### Material for the task

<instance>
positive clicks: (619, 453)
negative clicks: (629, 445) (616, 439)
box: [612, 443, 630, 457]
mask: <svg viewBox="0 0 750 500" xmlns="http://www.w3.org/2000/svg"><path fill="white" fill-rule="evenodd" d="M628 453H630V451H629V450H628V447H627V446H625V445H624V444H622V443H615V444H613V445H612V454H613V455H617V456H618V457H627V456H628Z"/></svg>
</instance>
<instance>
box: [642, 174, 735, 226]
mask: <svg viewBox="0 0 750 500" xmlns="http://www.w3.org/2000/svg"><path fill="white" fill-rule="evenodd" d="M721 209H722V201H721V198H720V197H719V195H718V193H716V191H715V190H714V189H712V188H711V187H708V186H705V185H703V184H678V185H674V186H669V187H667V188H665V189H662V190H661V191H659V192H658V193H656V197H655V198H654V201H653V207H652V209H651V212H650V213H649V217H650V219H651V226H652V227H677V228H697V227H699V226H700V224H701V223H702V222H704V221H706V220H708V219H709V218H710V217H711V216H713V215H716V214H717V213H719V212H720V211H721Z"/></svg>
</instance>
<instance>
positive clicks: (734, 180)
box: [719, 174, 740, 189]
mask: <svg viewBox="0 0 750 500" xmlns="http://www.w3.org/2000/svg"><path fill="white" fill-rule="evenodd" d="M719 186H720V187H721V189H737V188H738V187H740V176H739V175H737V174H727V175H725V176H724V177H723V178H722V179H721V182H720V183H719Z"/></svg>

### What is expected
Report each line of the material in which the string "clicks" occurs.

### Solution for this task
positive clicks: (619, 453)
negative clicks: (629, 445) (616, 439)
positive clicks: (734, 180)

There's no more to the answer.